Start of Quoted passage

The Late Pleistocene is an unofficial age in the international geologic timescale in chronostratigraphy, also known as Upper Pleistocene from a stratigraphic perspective. It is intended to be the fourth division of the Pleistocene Epoch within the ongoing Quaternary Period. It is currently defined as the time between c. 129,000 and c. 11,700 years ago. The Late Pleistocene equates to the proposed Tarantian Age of the geologic time scale, preceded by the officially ratified Chibanian (commonly known as Middle Pleistocene) and succeeded by the officially ratified Greenlandian. The estimated beginning of the Tarantian is the start of the Eemian interglacial period (Marine Isotope Stage 5). It is held to end with the termination of the Younger Dryas, some 11,700 years ago when the Holocene Epoch began.

The term Upper Pleistocene is currently in use as a provisional or "quasi-formal" designation by the International Union of Geological Sciences (IUGS). Although the three oldest ages of the Pleistocene (the Gelasian, the Calabrian and the Chibanian) have been officially defined, the Late Pleistocene has yet to be formally defined, along with consideration of a proposed Anthropocene sub-division of the Holocene.

The main feature of the Late Pleistocene was glaciation, for example the Würm glaciation in the Alps of Europe, to 14 ka, and the subsequent Younger Dryas. Many megafauna became extinct during this age, a trend that continued into the Holocene. In palaeoanthropology, the Late Pleistocene contains the Upper Palaeolithic stage of human development, including many of the early human migrations and the extinction of the last remaining archaic human species.

Last Ice Age

The proposed beginning of the Late Pleistocene is the end of the Penultimate Glacial Period (PGP) 126 ka when the Riß glaciation (Alpine) was being succeeded by the Eemian (Riß-Würm) interglacial period. The Riß-Würm ended 115 ka with the onset of the Last Glacial Period (LGP) which is known in Europe as the Würm (Alpine) or Devensian (Great Britain) or Weichselian glaciation (northern Europe); these are broadly equated with the Wisconsin glaciation (North America), though technically that began much later.

End of Quoted passage

Tasks and exercises —
a – Reproduce the Late Pleistocene passage word for word, starting at "The proposed beginning" and ending after "began much later.".
b – Extend the Late Pleistocene text, picking up right after its final sentence.

Start of Information given

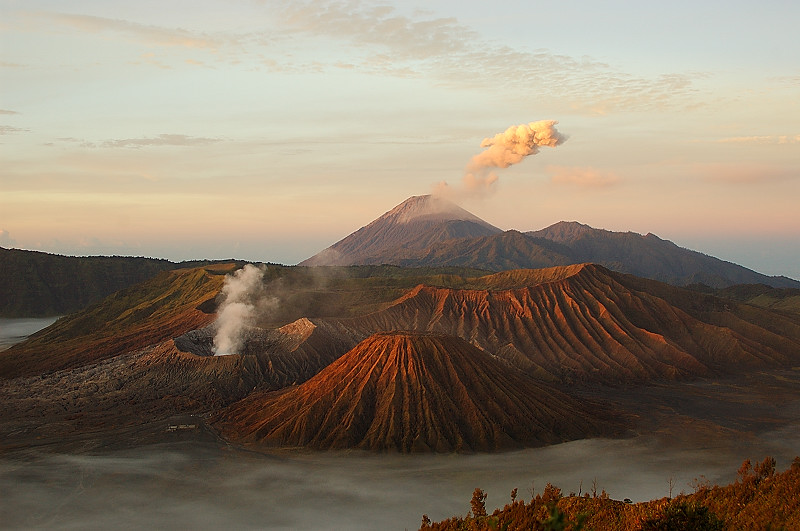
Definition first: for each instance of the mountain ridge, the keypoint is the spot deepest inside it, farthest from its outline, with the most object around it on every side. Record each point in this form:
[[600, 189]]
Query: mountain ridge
[[409, 391], [433, 241]]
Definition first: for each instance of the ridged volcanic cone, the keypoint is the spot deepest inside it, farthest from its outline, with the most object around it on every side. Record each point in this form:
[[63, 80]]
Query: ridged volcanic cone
[[410, 391]]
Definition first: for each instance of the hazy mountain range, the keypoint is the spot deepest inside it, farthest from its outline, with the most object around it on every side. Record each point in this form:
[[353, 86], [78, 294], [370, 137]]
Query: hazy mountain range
[[429, 231]]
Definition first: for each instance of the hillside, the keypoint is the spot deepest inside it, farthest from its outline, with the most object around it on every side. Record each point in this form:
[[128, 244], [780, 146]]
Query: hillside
[[409, 392], [585, 322], [172, 303], [41, 284], [431, 232], [580, 333], [760, 498], [418, 223]]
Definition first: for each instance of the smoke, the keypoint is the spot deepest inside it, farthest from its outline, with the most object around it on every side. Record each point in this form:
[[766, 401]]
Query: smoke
[[501, 151], [243, 293]]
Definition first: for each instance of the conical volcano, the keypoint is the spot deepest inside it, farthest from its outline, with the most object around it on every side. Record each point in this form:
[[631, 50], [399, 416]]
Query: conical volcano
[[409, 392], [415, 224]]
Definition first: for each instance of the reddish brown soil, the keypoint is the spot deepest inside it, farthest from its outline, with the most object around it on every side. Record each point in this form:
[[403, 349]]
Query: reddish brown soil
[[413, 392]]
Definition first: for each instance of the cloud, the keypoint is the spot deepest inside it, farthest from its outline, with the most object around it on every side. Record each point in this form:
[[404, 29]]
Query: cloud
[[455, 55], [501, 151], [8, 130], [5, 239], [160, 140], [583, 177], [146, 34], [762, 140], [745, 174]]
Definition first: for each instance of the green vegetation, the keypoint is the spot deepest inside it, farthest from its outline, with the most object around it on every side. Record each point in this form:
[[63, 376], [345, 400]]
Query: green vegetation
[[170, 304], [785, 299], [760, 498]]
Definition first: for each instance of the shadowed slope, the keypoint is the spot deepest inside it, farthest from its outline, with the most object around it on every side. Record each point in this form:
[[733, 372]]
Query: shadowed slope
[[651, 257], [587, 323], [412, 392], [417, 223], [166, 306]]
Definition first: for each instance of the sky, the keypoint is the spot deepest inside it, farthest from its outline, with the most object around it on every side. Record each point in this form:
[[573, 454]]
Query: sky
[[267, 131]]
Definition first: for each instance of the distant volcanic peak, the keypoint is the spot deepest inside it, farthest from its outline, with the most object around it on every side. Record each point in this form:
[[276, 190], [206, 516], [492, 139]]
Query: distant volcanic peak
[[430, 208], [411, 391]]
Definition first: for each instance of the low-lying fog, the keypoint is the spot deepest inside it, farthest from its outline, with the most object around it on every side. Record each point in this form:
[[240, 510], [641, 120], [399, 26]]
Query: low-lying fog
[[200, 486]]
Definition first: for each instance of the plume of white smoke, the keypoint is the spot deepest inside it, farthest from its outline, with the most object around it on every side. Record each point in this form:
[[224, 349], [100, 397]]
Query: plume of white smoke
[[242, 292], [503, 150]]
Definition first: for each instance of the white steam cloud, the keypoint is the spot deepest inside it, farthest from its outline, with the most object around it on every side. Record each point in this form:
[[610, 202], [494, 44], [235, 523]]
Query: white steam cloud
[[243, 293], [503, 150]]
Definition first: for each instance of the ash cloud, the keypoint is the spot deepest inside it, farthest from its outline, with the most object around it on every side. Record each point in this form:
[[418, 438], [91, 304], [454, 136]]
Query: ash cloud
[[502, 150], [244, 299]]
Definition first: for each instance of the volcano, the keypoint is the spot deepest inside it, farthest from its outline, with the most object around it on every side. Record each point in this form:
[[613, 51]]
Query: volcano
[[432, 232], [409, 228], [410, 391]]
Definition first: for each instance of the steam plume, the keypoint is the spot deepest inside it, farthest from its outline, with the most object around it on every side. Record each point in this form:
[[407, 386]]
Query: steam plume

End of Information given

Answers to each task —
a –
The proposed beginning of the Late Pleistocene is the end of the Penultimate Glacial Period (PGP) 126 ka when the Riß glaciation (Alpine) was being succeeded by the Eemian (Riß-Würm) interglacial period. The Riß-Würm ended 115 ka with the onset of the Last Glacial Period (LGP) which is known in Europe as the Würm (Alpine) or Devensian (Great Britain) or Weichselian glaciation (northern Europe); these are broadly equated with the Wisconsin glaciation (North America), though technically that began much later.

b –
The Last Glacial Maximum was reached during the later millennia of the Würm/Weichselian, estimated between 26 ka and 19 ka when deglaciation began in the Northern Hemisphere. The Würm/Weichselian endured until 16 ka with Northern Europe, including most of Great Britain, covered by an ice sheet. The glaciers reached the Great Lakes in North America. Sea levels fell and two land bridges were temporarily in existence that had significance for human migration: Doggerland, which connected Great Britain to mainland Europe; and the Bering land bridge which joined Alaska to Siberia.

The Last Ice Age was followed by the Late Glacial Interstadial, a period of global warming to 12.9 ka, and the Younger Dryas, a return to glacial conditions until 11.7 ka. Palaeoclimatology holds that there was a sequence of stadials and interstadials from about 16 ka until the end of the Pleistocene. These were the Oldest Dryas (stadial), the Bølling oscillation (interstadial), the Older Dryas (stadial), the Allerød oscillation (interstadial) and finally the Younger Dryas.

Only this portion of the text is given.